╭──
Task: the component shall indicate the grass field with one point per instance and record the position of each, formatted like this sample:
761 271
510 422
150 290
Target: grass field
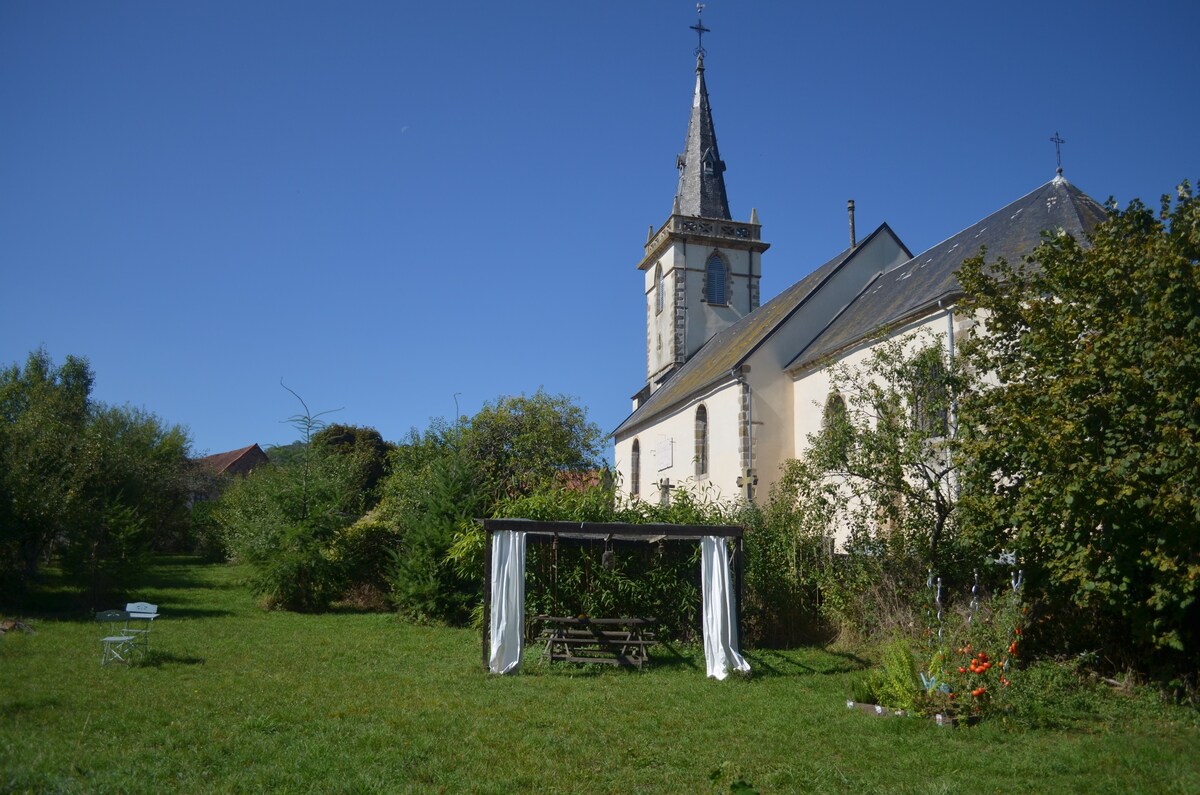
237 700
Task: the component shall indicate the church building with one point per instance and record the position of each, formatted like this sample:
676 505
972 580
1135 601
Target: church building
733 386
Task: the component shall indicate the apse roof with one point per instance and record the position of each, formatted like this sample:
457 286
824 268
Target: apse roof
912 287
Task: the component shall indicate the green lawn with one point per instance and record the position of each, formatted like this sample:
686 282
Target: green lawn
235 699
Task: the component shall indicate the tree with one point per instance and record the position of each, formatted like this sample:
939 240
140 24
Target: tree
94 483
521 442
45 413
135 488
449 477
1085 458
283 519
365 453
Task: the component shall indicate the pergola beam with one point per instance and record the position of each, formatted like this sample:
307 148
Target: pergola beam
611 530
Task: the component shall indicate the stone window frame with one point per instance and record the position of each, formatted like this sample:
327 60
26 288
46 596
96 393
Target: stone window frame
726 275
660 288
701 441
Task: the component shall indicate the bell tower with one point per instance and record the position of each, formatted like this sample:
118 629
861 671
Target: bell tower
702 268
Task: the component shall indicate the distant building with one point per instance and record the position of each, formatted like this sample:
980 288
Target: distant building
213 471
733 388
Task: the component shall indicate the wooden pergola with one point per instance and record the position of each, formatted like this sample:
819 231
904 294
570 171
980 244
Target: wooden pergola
547 531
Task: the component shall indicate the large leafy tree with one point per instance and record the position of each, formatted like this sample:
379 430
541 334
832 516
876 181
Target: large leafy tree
283 519
96 484
1086 454
43 419
521 442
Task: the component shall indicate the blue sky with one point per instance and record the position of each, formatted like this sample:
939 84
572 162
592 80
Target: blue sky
395 205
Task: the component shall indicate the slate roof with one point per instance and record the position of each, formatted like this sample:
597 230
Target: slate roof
916 286
701 190
733 345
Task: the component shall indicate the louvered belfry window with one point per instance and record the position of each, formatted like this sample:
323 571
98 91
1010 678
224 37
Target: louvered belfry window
701 441
635 470
660 288
715 291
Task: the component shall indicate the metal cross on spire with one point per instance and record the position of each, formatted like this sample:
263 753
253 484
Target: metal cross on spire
700 30
1057 149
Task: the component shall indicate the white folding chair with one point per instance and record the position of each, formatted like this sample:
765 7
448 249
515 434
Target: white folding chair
141 617
118 644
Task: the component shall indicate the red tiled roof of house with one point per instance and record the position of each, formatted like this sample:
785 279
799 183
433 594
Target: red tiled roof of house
222 462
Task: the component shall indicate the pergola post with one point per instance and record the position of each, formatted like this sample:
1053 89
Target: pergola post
487 593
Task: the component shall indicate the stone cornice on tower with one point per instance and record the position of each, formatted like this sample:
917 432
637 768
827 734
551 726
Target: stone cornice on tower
717 232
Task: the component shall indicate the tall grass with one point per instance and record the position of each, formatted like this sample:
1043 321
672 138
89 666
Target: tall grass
235 699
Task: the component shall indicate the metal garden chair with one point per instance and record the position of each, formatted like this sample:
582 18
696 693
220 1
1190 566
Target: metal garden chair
118 644
141 617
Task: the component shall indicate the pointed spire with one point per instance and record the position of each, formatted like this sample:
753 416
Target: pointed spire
701 189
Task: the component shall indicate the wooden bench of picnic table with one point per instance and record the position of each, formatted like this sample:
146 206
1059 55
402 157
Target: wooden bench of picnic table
611 641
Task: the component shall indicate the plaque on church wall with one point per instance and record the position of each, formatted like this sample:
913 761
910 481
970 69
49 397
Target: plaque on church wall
666 446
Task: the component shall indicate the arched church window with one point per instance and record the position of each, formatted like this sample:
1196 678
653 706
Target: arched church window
929 398
660 288
835 429
834 411
635 470
715 281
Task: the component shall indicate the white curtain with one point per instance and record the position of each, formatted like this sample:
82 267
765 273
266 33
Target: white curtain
720 622
508 601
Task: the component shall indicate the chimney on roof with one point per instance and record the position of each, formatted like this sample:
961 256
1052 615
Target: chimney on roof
850 210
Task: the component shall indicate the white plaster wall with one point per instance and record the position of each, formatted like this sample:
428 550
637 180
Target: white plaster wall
772 388
678 430
811 388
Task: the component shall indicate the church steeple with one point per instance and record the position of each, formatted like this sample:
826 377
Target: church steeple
702 268
701 191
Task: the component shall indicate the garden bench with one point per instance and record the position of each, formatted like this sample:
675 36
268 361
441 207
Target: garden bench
611 641
141 617
118 645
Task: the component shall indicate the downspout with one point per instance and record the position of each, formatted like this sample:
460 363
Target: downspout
748 454
949 356
952 413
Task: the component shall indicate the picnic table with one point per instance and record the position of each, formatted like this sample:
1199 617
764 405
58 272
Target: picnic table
582 639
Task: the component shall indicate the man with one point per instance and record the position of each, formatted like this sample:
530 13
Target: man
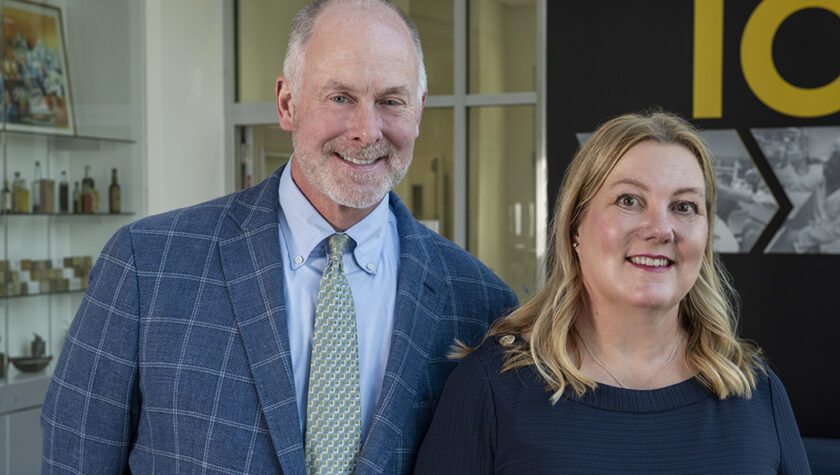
214 338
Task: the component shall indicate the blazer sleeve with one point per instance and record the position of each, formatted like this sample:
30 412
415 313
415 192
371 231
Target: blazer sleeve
89 414
462 435
794 460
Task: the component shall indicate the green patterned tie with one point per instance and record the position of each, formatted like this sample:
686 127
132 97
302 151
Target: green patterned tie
333 409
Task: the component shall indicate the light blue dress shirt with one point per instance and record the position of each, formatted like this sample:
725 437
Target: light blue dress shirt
371 270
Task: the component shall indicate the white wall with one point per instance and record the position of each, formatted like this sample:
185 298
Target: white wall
185 103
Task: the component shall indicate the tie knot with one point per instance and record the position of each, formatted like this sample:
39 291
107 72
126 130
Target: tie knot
338 244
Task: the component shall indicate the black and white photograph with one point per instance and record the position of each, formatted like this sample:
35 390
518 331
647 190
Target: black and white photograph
745 203
806 161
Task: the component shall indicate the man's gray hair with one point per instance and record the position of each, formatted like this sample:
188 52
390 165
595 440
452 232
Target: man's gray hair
304 23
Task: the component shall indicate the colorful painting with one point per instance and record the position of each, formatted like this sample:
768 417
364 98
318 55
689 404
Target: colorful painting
35 81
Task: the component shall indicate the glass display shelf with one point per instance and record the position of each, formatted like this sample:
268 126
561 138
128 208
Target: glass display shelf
58 139
66 215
╰──
> [Short exercise]:
Transfer the data from the line containing "Task: the component shall indicate the glass" through the end of the data, keeping every line, including the task lines. Add 146 to each coordinate of the answer points and leave all other numbers unchanged.

> [Exercise result]:
Task: the component shall indicate the glass display shelf with one point per instance and record the position of each, formatted like this sample:
268 126
561 138
128 208
Target: glass display shelf
204 285
212 361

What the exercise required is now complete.